■ **RECORDED INFORMATION**

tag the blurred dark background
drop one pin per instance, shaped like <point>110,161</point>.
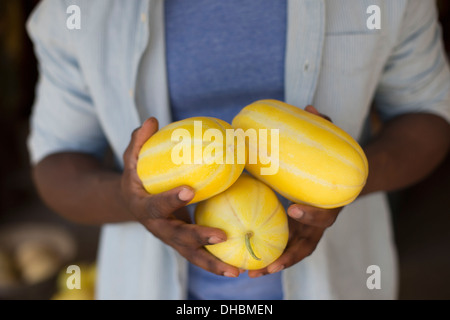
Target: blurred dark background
<point>421,213</point>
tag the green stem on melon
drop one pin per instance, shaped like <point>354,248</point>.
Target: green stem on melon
<point>248,235</point>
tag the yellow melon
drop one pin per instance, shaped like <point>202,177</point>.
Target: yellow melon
<point>192,152</point>
<point>316,162</point>
<point>253,219</point>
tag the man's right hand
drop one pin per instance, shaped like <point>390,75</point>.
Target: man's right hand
<point>159,213</point>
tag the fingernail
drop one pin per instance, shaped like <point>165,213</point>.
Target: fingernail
<point>229,275</point>
<point>185,194</point>
<point>296,213</point>
<point>215,240</point>
<point>276,269</point>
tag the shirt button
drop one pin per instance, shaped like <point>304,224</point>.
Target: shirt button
<point>306,66</point>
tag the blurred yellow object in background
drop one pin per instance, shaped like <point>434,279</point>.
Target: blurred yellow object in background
<point>88,275</point>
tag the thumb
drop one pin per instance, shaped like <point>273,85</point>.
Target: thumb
<point>162,205</point>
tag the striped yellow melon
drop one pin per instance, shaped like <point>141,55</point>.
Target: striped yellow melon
<point>208,170</point>
<point>317,163</point>
<point>253,219</point>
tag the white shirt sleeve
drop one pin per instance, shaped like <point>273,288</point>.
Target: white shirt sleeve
<point>416,77</point>
<point>63,116</point>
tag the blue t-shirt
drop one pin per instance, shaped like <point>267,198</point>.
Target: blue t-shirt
<point>222,56</point>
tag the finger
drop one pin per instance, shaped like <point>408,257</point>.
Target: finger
<point>205,260</point>
<point>196,236</point>
<point>138,138</point>
<point>162,205</point>
<point>313,216</point>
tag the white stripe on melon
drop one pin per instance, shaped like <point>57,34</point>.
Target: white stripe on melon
<point>318,163</point>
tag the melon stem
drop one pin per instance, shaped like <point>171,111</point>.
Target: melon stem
<point>248,235</point>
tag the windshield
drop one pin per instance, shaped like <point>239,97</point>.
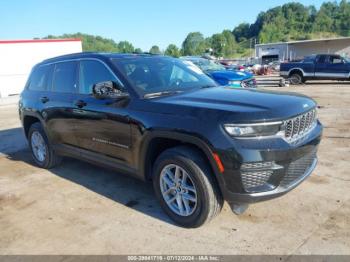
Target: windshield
<point>157,75</point>
<point>208,65</point>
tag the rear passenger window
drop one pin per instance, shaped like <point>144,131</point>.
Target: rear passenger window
<point>335,60</point>
<point>322,59</point>
<point>93,72</point>
<point>65,77</point>
<point>40,78</point>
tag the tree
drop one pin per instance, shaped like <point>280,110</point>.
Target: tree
<point>173,50</point>
<point>230,45</point>
<point>194,44</point>
<point>125,47</point>
<point>242,32</point>
<point>138,50</point>
<point>91,42</point>
<point>218,43</point>
<point>155,50</point>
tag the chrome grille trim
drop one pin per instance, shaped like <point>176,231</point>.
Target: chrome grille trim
<point>297,169</point>
<point>296,127</point>
<point>252,180</point>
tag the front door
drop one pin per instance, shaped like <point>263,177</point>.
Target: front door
<point>101,126</point>
<point>57,101</point>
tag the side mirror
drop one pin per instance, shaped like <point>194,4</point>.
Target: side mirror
<point>108,89</point>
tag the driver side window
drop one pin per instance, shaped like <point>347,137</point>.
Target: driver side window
<point>335,60</point>
<point>93,72</point>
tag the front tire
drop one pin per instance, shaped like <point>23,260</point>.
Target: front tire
<point>186,188</point>
<point>42,152</point>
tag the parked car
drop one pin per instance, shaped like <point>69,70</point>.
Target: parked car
<point>163,120</point>
<point>327,67</point>
<point>275,65</point>
<point>222,76</point>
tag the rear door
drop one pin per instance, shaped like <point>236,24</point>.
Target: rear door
<point>101,126</point>
<point>59,108</point>
<point>321,66</point>
<point>337,68</point>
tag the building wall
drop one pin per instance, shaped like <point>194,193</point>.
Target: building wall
<point>18,58</point>
<point>298,50</point>
<point>341,47</point>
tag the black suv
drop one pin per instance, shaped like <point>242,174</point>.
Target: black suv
<point>160,119</point>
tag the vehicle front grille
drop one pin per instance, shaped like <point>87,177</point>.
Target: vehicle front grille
<point>250,83</point>
<point>296,127</point>
<point>298,169</point>
<point>255,179</point>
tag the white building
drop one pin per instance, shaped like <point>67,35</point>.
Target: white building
<point>18,57</point>
<point>298,49</point>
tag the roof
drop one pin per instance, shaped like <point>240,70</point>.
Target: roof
<point>306,41</point>
<point>39,41</point>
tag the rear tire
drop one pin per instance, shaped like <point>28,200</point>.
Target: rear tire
<point>41,149</point>
<point>296,79</point>
<point>204,201</point>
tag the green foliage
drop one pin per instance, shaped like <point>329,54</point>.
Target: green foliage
<point>125,47</point>
<point>291,21</point>
<point>194,44</point>
<point>294,21</point>
<point>155,50</point>
<point>91,43</point>
<point>173,50</point>
<point>138,51</point>
<point>98,43</point>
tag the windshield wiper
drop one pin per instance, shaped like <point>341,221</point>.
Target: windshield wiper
<point>163,93</point>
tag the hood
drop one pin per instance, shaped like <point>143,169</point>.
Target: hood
<point>235,105</point>
<point>230,75</point>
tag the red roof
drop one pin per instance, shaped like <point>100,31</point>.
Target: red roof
<point>39,41</point>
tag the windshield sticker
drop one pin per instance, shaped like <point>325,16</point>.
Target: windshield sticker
<point>194,68</point>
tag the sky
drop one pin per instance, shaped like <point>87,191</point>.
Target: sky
<point>142,22</point>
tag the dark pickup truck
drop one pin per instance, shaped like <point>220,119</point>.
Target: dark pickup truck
<point>327,67</point>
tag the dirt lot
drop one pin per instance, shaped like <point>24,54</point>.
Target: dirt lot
<point>81,209</point>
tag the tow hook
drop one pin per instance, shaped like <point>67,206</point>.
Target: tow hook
<point>238,209</point>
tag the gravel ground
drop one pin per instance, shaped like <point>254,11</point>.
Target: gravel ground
<point>78,208</point>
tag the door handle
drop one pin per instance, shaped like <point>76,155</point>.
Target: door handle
<point>80,103</point>
<point>44,99</point>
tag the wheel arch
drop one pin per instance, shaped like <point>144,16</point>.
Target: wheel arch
<point>158,142</point>
<point>28,121</point>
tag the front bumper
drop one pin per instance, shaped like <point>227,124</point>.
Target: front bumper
<point>254,173</point>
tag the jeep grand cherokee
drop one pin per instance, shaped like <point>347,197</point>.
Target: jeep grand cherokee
<point>165,121</point>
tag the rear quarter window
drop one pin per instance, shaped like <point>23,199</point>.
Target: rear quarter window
<point>65,77</point>
<point>40,80</point>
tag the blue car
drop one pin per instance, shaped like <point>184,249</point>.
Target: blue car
<point>221,75</point>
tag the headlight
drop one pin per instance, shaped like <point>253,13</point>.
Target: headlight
<point>251,130</point>
<point>235,83</point>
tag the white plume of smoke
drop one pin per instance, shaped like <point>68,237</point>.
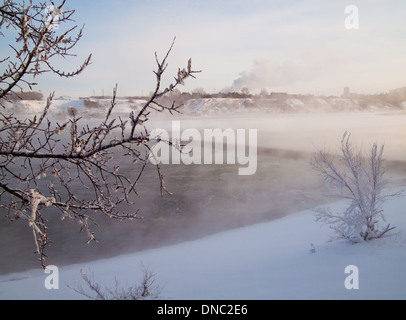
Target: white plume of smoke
<point>266,73</point>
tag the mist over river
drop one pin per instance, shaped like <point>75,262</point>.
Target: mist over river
<point>207,199</point>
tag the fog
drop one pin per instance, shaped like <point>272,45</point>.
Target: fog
<point>207,199</point>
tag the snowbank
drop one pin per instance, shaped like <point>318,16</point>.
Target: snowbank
<point>267,261</point>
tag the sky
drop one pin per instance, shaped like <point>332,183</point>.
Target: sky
<point>303,47</point>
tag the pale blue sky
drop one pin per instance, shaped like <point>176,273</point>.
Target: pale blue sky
<point>293,46</point>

■ **STATED PROBLEM**
Recast the listing above as a two-column CSV with the columns "request" and "points", giving one row for each request. Place each request's text and its answer in a single quoted field each, replace line breaks with spaces, and omit the pictures.

■ **OUTPUT FOR THIS TASK**
request,points
"tag the blurred dark background drop one pin per instance, shaped like <point>110,161</point>. Target: blurred dark background","<point>421,213</point>"
"tag the green stem on melon drop one pin per instance, shaped like <point>354,248</point>. Target: green stem on melon","<point>248,235</point>"
"tag the yellow melon drop one pin per instance, shaped like <point>202,177</point>. Target: yellow melon","<point>192,152</point> <point>316,162</point> <point>253,219</point>"
"tag the man's right hand drop one pin per instance, shaped like <point>390,75</point>. Target: man's right hand","<point>159,213</point>"
"tag the fingernail drop one pin per instance, shaped like <point>165,213</point>. Target: fingernail","<point>229,275</point> <point>185,194</point> <point>296,213</point> <point>215,240</point> <point>276,269</point>"
"tag the shirt button drop one pin per instance, shaped like <point>304,224</point>. Target: shirt button","<point>306,66</point>"
"tag the blurred yellow object in background drop one pin per instance, shaped like <point>434,279</point>. Target: blurred yellow object in background","<point>88,275</point>"
"tag the thumb drop one pin per instance, shaped like <point>273,85</point>. Target: thumb","<point>162,205</point>"
"tag the striped yellow melon drop one pin per instance, shaped like <point>141,55</point>. Target: striped yellow melon","<point>208,170</point> <point>317,163</point> <point>253,219</point>"
"tag the white shirt sleeve drop one pin per instance, shaped like <point>273,288</point>. Target: white shirt sleeve","<point>416,77</point> <point>63,116</point>"
"tag the blue t-shirt drop one pin per instance, shaped like <point>267,198</point>. Target: blue t-shirt","<point>222,56</point>"
"tag the finger drop one pin per instance, shaped like <point>408,257</point>. Target: finger","<point>205,260</point> <point>196,236</point> <point>138,138</point> <point>162,205</point> <point>313,216</point>"
"tag the white stripe on melon drop one pin per instance, shaped like <point>57,34</point>. Target: white stripe on melon","<point>318,163</point>"
"tag the melon stem drop one pin per instance, shaped like <point>171,111</point>. Target: melon stem","<point>248,235</point>"
"tag the windshield drop one pin per instance, shaped like <point>239,97</point>. Target: windshield","<point>157,75</point> <point>208,65</point>"
"tag the rear passenger window drop one pin per instance, shaped like <point>144,131</point>. Target: rear passenger window","<point>335,60</point> <point>322,59</point> <point>93,72</point> <point>65,77</point> <point>40,78</point>"
"tag the tree drop one pin per instance, shaped like <point>280,110</point>. Target: tree","<point>173,50</point> <point>230,45</point> <point>194,44</point> <point>125,47</point> <point>242,32</point> <point>138,50</point> <point>91,42</point> <point>218,43</point> <point>155,50</point>"
"tag the chrome grille trim drop one pin per instance, shaped like <point>176,231</point>. Target: chrome grille trim","<point>297,169</point> <point>296,127</point> <point>252,180</point>"
"tag the front door drop one pin per instance, shaped like <point>263,177</point>. Target: front door","<point>101,126</point> <point>57,101</point>"
"tag the side mirror drop one pin per instance, shaped like <point>194,4</point>. Target: side mirror","<point>108,89</point>"
"tag the driver side window drop one pin per instance, shaped like <point>347,137</point>. Target: driver side window","<point>335,60</point> <point>93,72</point>"
"tag the front tire drop one pin per instance, shaped like <point>23,260</point>. Target: front tire","<point>186,188</point> <point>42,152</point>"
"tag the parked car drop one pin per instance, shaped like <point>69,70</point>. Target: parked car","<point>163,120</point> <point>327,67</point> <point>275,65</point> <point>222,76</point>"
"tag the rear door drop one pin per instance, shaped like <point>236,24</point>. Target: rear door","<point>101,126</point> <point>59,108</point> <point>321,66</point> <point>337,68</point>"
"tag the building wall drop one pin per instance, shaped like <point>194,193</point>. Target: building wall","<point>18,58</point> <point>298,50</point> <point>341,47</point>"
"tag the black suv drop one pin per instance, shaped like <point>242,174</point>. Target: black suv","<point>160,119</point>"
"tag the vehicle front grille drop one pin per instance, shaped like <point>87,177</point>. Target: vehicle front grille","<point>250,83</point> <point>296,127</point> <point>298,169</point> <point>255,179</point>"
"tag the white building drop one pin per instance, shaped like <point>67,35</point>. Target: white building","<point>18,57</point> <point>298,49</point>"
"tag the roof drop one pin per instance, shaped like <point>240,70</point>. Target: roof","<point>306,41</point> <point>39,41</point>"
"tag the rear tire drop one pin per instance, shaped like <point>28,200</point>. Target: rear tire","<point>41,149</point> <point>296,79</point> <point>204,201</point>"
"tag the green foliage drop one pin per instance, shaped like <point>329,54</point>. Target: green foliage","<point>125,47</point> <point>291,21</point> <point>194,44</point> <point>294,21</point> <point>155,50</point> <point>91,43</point> <point>173,50</point> <point>138,51</point> <point>98,43</point>"
"tag the windshield wiper drop one pin per instance, shaped like <point>341,221</point>. Target: windshield wiper","<point>163,93</point>"
"tag the hood drop one pin per instance, shaped like <point>143,169</point>. Target: hood","<point>235,105</point> <point>230,75</point>"
"tag the red roof drop one pin per instance, shaped like <point>100,31</point>. Target: red roof","<point>39,41</point>"
"tag the windshield sticker drop one pin per instance, shaped like <point>325,16</point>. Target: windshield sticker","<point>194,68</point>"
"tag the sky drop one pin per instance, shaped like <point>87,191</point>. Target: sky","<point>142,22</point>"
"tag the dark pickup truck drop one pin per instance, shaped like <point>220,119</point>. Target: dark pickup truck","<point>327,67</point>"
"tag the dirt lot drop one pin per instance, shaped like <point>24,54</point>. Target: dirt lot","<point>81,209</point>"
"tag the tow hook drop one pin per instance, shaped like <point>67,206</point>. Target: tow hook","<point>238,209</point>"
"tag the gravel ground drop one pin per instance, shaped like <point>254,11</point>. Target: gravel ground","<point>78,208</point>"
"tag the door handle drop one pin per instance, shaped like <point>76,155</point>. Target: door handle","<point>80,103</point> <point>44,99</point>"
"tag the wheel arch drop one pin per instance, shaped like <point>144,16</point>. Target: wheel arch","<point>158,142</point> <point>28,121</point>"
"tag the front bumper drop one pin per instance, shaped like <point>227,124</point>. Target: front bumper","<point>254,173</point>"
"tag the jeep grand cherokee drop one pin per instance, shaped like <point>347,197</point>. Target: jeep grand cherokee","<point>165,121</point>"
"tag the rear quarter window drop one pin per instance, shaped like <point>23,199</point>. Target: rear quarter window","<point>65,77</point> <point>40,80</point>"
"tag the blue car drop one pin per instance, shaped like <point>184,249</point>. Target: blue car","<point>221,75</point>"
"tag the headlight drop one pin per instance, shaped like <point>253,13</point>. Target: headlight","<point>251,130</point> <point>235,83</point>"
"tag the white plume of smoke drop one pin per instance, shaped like <point>68,237</point>. Target: white plume of smoke","<point>266,73</point>"
"tag the mist over river drop one pin per instance, shaped like <point>75,262</point>. Target: mist over river","<point>207,199</point>"
"tag the fog drop one pin per instance, shaped like <point>272,45</point>. Target: fog","<point>207,199</point>"
"tag the snowbank drop one pin per instance, shaped like <point>318,16</point>. Target: snowbank","<point>267,261</point>"
"tag the sky drop one pin per instance, shaped like <point>332,183</point>. Target: sky","<point>303,47</point>"
"tag the pale blue sky drop one pin per instance, shaped like <point>176,273</point>. Target: pale blue sky","<point>293,46</point>"